What the exercise asks: Your task is to repeat exactly the lines below between the line holding "668, row 139" and the line holding "192, row 52", inclusive, and only those.

(Provided entries begins)

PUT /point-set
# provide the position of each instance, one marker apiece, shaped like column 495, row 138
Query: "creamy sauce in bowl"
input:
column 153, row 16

(Provided entries ends)
(Provided entries begins)

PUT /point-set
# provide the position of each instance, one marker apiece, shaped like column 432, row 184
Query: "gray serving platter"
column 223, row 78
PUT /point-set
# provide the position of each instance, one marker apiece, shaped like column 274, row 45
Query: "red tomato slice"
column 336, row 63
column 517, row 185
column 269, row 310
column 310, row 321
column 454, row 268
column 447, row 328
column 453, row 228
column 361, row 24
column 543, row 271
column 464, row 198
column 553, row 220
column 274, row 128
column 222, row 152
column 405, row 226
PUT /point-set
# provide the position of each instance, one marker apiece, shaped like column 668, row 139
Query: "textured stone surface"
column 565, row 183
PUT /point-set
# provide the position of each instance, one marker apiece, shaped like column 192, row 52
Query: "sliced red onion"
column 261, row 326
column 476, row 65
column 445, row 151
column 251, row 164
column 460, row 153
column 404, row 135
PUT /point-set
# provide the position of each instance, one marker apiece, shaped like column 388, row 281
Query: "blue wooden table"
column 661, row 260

(Provided entries ends)
(Provided entries begins)

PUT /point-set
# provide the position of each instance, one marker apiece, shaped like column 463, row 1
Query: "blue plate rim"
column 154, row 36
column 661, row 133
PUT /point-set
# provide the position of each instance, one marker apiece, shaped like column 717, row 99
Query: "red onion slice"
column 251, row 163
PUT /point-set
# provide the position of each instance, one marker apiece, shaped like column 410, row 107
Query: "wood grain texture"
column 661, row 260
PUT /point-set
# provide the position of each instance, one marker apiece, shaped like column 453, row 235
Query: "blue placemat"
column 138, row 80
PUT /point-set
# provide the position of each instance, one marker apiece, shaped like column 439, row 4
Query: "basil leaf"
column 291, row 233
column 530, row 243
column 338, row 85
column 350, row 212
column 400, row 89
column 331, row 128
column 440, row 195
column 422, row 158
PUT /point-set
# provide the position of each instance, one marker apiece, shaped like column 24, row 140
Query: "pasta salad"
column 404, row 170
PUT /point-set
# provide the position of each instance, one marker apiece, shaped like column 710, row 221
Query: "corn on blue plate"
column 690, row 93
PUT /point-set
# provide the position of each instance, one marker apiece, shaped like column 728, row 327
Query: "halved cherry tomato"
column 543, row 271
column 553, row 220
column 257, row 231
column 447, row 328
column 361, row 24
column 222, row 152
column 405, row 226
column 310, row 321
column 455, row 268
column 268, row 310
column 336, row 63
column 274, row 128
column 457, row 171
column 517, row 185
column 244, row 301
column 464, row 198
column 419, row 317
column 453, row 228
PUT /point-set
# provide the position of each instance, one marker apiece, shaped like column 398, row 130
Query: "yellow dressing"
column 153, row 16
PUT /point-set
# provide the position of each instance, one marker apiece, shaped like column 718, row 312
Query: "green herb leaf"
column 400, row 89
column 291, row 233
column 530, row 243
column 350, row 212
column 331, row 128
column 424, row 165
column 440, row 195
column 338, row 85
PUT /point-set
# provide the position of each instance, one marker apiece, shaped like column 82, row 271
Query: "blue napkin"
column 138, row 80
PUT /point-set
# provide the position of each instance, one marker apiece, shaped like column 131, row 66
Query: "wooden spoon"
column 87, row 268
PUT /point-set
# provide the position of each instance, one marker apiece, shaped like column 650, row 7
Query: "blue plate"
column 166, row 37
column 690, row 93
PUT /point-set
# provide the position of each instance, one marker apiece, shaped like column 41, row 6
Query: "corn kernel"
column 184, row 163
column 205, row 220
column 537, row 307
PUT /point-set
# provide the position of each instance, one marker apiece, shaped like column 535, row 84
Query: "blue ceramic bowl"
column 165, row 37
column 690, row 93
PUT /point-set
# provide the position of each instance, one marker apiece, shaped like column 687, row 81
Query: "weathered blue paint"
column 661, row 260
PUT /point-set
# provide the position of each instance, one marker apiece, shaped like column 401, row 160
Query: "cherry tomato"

(Provided entries ends)

Solution:
# provide the position of each instance, one marker apiece, shaped like column 668, row 139
Query: "textured stone surface"
column 565, row 183
PUT /point-set
# provide the position of each instance, one marker apiece, shaped like column 192, row 52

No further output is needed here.